Excerto selecionado
★ ★ ★

Ambiguidade construtiva é um dizer diplomático, muitas vezes atribuído a Henry Kissinger, para caracterizar as situações em que pouco ou nada se avança, mas que deixa alguma luz para um eventual avanço em negociações futuras. Aquilo que se designa, em linguagem mais prosaica, de ‘passo de caracol’, o que já não seria mau, se o fosse.

Vem isto a propósito de estar muito em voga falar-se dos problemas demográficos do nosso país. Todos os partidos dizem estar muito preocupados com a questão da demografia, mas são tão ambíguos no que dizem que não se percebe aonde querem chegar. Ou se desejam chegar a algum lugar. Se desejam mesmo atacar o problema através de negociação (ambiguidade construtiva) ou apenas estar com o pé na onda. De facto, a situação que nos espera, nesta e noutras áreas onde, aparentemente, não seria difícil concertar esforços, não se apresenta risonha. Nada mesmo.

★ ★ ★

Registos de dados
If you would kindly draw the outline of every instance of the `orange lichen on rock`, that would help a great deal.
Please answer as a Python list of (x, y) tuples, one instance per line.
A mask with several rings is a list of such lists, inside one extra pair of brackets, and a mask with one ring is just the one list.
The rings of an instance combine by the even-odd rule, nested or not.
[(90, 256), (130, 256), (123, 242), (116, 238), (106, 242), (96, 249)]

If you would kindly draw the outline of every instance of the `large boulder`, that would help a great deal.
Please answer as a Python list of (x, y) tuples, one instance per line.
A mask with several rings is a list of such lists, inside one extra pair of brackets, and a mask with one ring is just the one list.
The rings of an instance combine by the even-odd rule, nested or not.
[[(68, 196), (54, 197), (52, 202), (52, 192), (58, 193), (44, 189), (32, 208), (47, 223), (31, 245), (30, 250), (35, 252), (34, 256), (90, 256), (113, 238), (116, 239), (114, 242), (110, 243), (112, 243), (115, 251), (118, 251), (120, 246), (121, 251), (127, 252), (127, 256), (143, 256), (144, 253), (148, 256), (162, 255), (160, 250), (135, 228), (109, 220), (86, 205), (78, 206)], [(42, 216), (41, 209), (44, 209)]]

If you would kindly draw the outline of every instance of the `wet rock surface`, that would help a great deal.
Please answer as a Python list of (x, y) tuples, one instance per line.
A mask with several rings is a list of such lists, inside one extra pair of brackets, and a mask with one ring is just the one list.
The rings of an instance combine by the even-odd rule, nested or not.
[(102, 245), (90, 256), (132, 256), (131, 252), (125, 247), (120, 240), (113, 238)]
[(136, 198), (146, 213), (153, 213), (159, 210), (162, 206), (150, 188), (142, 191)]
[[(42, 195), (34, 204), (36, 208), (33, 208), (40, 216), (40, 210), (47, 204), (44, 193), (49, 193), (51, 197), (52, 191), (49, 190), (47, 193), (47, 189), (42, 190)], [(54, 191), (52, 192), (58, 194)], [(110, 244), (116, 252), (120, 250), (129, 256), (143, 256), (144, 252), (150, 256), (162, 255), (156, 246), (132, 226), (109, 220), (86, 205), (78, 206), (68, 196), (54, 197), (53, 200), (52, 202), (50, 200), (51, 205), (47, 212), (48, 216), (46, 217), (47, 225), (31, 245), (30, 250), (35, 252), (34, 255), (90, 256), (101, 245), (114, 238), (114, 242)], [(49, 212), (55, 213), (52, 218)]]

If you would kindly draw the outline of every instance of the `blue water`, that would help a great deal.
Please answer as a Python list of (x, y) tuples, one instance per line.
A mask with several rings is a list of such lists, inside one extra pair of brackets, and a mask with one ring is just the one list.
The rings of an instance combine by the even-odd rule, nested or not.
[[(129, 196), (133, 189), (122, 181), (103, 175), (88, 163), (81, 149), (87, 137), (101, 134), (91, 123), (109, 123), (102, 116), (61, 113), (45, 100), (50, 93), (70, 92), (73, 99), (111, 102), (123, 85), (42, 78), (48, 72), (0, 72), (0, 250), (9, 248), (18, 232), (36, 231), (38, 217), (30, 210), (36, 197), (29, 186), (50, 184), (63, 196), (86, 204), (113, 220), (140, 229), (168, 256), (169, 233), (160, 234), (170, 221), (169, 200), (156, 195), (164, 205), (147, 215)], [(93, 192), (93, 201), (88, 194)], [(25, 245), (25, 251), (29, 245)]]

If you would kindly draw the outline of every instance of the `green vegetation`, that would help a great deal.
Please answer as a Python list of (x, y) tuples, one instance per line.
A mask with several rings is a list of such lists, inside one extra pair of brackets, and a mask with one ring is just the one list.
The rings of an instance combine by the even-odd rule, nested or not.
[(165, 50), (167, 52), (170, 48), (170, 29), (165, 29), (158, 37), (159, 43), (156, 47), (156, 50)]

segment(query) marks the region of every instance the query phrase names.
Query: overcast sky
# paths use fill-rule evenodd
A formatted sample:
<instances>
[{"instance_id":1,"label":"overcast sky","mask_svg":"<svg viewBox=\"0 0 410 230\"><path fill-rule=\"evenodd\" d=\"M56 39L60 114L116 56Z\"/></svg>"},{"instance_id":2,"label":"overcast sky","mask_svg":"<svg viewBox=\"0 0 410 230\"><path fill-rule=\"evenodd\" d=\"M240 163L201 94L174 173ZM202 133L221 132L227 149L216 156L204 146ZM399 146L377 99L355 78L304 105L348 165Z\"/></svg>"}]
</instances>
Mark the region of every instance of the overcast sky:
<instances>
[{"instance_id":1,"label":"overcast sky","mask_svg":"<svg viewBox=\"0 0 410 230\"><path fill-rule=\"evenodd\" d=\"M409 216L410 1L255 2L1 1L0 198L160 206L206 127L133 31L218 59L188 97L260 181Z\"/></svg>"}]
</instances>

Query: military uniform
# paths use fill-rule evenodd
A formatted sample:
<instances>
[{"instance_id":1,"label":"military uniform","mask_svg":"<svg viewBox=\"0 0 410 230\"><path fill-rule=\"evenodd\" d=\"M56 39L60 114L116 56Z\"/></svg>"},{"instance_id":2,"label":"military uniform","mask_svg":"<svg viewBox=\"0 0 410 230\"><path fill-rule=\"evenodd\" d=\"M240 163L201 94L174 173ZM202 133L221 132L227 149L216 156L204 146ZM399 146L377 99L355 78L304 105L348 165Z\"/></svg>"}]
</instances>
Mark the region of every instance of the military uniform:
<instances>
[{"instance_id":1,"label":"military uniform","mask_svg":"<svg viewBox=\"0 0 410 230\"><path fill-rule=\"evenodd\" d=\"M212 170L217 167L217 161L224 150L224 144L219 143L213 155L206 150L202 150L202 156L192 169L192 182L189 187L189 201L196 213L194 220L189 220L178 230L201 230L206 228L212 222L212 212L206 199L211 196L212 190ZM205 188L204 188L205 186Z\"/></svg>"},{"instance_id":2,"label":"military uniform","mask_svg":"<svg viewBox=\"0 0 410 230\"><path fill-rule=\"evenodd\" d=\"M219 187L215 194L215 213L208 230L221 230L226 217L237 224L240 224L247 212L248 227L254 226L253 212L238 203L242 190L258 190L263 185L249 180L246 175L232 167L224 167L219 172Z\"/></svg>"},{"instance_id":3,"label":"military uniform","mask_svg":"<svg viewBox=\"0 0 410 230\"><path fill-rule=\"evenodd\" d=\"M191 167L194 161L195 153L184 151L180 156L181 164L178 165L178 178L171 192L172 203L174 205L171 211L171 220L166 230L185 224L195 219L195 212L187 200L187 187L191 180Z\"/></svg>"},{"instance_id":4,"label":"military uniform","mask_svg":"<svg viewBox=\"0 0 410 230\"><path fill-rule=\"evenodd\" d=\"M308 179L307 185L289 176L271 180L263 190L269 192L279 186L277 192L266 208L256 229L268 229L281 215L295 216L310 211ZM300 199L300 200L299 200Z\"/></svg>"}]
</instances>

★ ★ ★

Instrução A
Transcreva do texto sobre a ambiguidade construtiva tudo desde "Ambiguidade construtiva é" até "se o fosse.", sem qualquer alteração.
Instrução B
Extraia da listagem, sem alterar nada, tudo desde o seu início até à linha que contém "242), (96, 249)]", incluindo essa linha.
O texto e a listagem não têm qualquer relação entre si.

Resposta escrita A
Ambiguidade construtiva é um dizer diplomático, muitas vezes atribuído a Henry Kissinger, para caracterizar as situações em que pouco ou nada se avança, mas que deixa alguma luz para um eventual avanço em negociações futuras. Aquilo que se designa, em linguagem mais prosaica, de ‘passo de caracol’, o que já não seria mau, se o fosse.

Resposta escrita B
If you would kindly draw the outline of every instance of the `orange lichen on rock`, that would help a great deal.
Please answer as a Python list of (x, y) tuples, one instance per line.
A mask with several rings is a list of such lists, inside one extra pair of brackets, and a mask with one ring is just the one list.
The rings of an instance combine by the even-odd rule, nested or not.
[(90, 256), (130, 256), (123, 242), (116, 238), (106, 242), (96, 249)]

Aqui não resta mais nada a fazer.